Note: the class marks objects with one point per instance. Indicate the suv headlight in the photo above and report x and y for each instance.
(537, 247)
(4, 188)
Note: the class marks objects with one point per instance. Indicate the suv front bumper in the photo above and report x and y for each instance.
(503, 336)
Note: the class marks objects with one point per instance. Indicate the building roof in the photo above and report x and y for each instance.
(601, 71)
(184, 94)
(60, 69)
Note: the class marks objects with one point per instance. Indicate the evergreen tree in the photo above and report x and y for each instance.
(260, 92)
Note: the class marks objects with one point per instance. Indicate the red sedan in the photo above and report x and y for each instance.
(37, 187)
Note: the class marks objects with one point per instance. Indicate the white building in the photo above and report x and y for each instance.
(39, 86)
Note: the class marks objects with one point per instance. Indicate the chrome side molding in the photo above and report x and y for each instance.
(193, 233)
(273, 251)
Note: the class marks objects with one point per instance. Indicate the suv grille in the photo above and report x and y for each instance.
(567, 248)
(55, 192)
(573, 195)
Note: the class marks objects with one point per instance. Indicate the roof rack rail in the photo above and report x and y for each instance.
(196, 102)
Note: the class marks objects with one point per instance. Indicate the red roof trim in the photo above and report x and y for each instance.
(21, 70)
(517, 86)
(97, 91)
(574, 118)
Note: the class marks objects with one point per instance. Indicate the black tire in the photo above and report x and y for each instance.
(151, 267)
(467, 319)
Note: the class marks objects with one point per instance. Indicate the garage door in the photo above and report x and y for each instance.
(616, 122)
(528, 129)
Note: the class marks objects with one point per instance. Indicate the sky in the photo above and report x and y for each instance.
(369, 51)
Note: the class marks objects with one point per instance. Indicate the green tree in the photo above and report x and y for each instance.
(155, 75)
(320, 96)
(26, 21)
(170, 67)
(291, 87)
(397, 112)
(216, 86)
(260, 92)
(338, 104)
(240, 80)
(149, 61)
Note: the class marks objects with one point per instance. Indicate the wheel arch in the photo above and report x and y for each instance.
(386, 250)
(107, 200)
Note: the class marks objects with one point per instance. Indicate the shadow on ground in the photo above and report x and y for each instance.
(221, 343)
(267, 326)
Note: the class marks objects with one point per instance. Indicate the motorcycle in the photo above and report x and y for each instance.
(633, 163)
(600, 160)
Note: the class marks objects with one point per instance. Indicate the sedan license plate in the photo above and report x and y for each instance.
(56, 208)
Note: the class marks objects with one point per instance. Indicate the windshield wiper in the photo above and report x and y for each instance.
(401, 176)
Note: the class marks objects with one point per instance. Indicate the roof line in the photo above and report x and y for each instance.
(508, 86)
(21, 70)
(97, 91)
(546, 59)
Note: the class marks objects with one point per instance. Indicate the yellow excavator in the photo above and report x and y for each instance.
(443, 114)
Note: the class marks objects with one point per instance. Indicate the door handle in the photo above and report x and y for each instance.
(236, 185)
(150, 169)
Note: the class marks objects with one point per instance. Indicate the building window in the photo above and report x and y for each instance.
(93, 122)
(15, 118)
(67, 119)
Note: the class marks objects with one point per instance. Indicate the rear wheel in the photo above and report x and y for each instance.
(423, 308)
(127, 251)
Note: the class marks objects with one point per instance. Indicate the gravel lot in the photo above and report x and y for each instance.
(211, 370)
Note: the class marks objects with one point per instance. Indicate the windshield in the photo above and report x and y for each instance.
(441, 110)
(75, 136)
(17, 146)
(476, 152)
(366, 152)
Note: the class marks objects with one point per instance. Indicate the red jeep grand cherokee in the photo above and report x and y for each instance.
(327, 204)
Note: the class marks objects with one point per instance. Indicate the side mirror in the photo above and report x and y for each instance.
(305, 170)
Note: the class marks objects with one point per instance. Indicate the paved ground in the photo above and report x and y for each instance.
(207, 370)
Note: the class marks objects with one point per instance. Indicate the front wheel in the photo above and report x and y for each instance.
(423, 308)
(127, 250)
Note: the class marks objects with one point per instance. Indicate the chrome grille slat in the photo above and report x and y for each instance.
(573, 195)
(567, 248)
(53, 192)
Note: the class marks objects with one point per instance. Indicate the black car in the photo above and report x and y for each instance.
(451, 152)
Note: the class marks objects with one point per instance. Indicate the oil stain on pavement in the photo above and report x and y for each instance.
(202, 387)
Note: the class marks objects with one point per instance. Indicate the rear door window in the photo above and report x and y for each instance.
....
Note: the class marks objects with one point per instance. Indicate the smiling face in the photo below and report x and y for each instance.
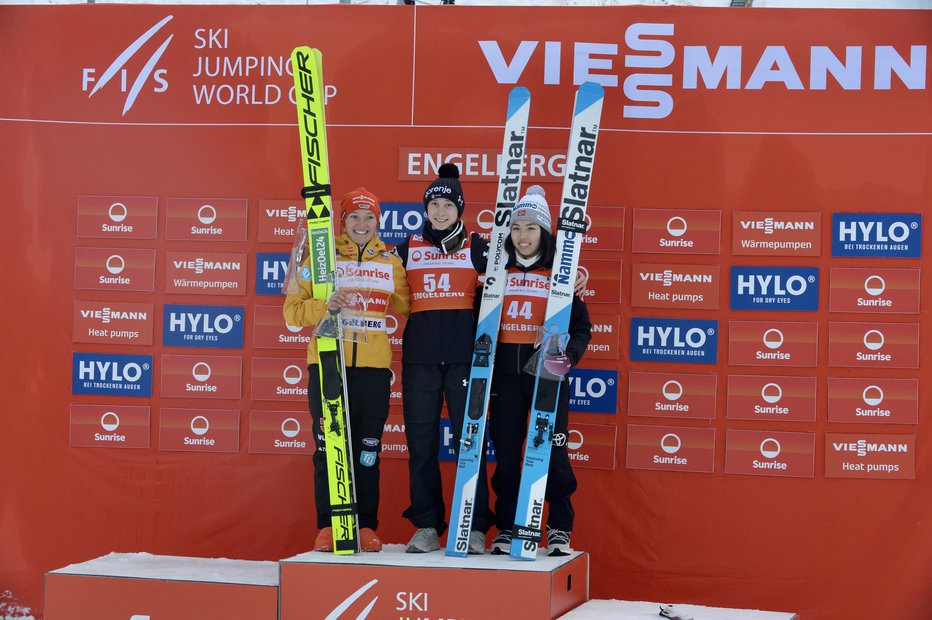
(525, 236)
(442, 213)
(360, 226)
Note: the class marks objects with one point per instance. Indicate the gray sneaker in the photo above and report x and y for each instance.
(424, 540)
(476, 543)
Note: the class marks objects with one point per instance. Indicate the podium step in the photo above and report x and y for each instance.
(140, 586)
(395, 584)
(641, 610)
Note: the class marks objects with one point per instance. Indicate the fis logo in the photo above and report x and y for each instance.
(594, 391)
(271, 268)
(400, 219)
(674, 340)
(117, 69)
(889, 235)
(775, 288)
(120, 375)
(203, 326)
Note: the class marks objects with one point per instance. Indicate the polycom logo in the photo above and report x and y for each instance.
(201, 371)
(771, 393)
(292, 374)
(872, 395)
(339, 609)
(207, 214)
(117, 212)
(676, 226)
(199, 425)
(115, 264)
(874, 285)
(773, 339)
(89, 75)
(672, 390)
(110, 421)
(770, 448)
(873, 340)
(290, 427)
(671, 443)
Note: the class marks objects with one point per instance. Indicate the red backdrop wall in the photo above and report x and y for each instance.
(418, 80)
....
Given task:
Reproduce the items from the line with "Indicate the paved" up to and including the line with "the rear door", word for word.

Solution below:
Note: the class marks objects with one point per instance. Indicate the paved ground in the photo above and report x and y for each instance.
(207, 370)
Note: the class marks objects with one point per instance. Indicate the front wheel in the photo above and report x and y for each instance.
(423, 308)
(127, 250)
Note: the class marks objects with one point per instance. Indicate the chrome grille slat in the photo above and report x and y for each instance.
(573, 195)
(567, 248)
(53, 192)
Note: the class marks objects with one point per instance. Indicate the black car in the photo above and report x and y for each instance.
(451, 152)
Note: the class marks objects with one point per instance. Indicate the oil stain on pavement in the photo above and report x and y for each instance.
(202, 387)
Note: the class marks objects with one point per instance. Indicate the rear door window in the photo above and report x and y for each instance.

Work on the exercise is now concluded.